### Data shown ###
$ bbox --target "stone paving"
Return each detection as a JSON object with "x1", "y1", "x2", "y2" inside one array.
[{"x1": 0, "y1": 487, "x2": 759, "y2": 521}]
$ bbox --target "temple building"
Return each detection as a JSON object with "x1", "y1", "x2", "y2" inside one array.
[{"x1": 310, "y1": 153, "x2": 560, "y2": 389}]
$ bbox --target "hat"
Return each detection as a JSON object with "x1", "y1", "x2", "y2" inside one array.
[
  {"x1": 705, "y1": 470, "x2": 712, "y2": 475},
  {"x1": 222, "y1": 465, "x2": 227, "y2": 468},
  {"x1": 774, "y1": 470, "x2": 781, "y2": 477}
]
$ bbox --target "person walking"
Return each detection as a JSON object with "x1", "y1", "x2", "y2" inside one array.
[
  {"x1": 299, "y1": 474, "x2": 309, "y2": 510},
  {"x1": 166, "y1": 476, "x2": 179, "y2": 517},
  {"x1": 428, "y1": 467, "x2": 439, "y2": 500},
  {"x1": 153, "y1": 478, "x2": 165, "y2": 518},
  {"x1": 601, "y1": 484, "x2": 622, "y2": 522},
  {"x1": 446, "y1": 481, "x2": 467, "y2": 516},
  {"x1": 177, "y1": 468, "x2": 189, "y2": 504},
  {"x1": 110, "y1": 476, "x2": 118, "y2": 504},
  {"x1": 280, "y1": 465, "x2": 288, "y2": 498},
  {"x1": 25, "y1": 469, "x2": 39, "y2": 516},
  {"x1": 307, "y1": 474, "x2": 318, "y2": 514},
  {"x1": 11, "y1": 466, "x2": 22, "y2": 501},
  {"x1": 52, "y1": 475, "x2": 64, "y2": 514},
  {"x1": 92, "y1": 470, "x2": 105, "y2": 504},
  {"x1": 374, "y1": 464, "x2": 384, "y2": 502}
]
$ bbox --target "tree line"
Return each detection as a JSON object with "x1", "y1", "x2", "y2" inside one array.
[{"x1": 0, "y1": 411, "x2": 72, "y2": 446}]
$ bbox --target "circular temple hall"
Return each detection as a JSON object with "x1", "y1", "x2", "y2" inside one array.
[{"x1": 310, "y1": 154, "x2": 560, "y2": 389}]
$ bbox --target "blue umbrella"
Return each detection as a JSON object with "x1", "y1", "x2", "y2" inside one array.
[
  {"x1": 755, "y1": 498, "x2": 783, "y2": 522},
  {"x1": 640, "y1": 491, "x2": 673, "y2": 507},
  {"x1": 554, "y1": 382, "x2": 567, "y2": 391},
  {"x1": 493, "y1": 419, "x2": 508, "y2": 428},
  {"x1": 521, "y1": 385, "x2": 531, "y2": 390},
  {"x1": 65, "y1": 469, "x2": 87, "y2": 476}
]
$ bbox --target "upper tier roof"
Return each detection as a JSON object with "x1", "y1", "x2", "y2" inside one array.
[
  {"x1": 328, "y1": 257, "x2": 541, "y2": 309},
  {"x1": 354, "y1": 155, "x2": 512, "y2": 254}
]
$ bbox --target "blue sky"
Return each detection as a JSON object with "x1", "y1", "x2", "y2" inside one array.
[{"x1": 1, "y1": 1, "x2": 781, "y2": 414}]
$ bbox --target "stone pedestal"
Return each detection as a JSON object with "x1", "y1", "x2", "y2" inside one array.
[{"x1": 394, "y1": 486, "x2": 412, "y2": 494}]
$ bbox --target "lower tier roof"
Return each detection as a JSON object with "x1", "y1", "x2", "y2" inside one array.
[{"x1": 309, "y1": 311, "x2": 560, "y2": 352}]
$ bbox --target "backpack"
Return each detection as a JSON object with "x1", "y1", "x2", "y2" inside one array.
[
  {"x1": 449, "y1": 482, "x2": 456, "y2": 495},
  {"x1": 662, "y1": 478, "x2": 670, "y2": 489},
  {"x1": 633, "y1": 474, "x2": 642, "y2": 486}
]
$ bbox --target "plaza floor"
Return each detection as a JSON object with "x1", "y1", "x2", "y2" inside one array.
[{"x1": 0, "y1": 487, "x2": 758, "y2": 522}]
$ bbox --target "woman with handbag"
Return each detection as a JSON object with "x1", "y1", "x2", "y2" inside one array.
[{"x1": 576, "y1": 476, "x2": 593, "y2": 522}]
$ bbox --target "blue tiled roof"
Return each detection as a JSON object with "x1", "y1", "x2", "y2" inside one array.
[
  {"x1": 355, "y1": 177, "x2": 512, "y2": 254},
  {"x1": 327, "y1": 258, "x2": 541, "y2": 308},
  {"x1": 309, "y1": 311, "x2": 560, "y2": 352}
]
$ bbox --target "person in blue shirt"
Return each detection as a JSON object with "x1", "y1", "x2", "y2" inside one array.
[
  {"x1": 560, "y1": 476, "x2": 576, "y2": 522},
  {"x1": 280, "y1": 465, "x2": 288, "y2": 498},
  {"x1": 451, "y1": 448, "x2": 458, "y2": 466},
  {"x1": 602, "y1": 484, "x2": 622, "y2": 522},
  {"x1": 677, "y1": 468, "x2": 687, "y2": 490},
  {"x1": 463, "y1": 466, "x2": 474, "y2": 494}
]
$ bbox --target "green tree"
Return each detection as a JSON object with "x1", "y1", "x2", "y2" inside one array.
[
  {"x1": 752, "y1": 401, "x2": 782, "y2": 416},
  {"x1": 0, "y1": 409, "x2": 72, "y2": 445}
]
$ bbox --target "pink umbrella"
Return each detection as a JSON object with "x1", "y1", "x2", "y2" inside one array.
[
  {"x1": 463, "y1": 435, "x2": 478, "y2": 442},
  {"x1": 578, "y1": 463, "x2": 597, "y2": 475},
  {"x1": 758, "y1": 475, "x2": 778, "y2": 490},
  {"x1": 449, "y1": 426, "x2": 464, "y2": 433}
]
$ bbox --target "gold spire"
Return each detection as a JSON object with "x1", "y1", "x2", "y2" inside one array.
###
## [Task]
Look through the entries above and report each line where the string "person" occurs.

## [Solution to this task]
$ bbox --target "person walking"
$ bbox --target "person in blue shirt"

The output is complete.